• **Task objective**: Look for the word "Target" in the entries below, then copy every line that has it.

:: Entries provided

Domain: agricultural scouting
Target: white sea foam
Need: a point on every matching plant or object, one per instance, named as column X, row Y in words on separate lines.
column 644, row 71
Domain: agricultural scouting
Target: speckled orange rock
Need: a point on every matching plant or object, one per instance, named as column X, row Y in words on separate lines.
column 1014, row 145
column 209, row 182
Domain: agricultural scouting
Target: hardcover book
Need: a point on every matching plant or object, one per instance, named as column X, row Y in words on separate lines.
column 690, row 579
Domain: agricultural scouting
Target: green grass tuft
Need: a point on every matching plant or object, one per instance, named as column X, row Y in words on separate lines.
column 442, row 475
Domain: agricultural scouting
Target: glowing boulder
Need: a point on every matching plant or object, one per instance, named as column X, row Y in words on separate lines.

::::

• **Response to this exercise**:
Target: white sea foam
Target: speckled orange rock
Target: hardcover book
Target: green grass tuft
Target: glowing boulder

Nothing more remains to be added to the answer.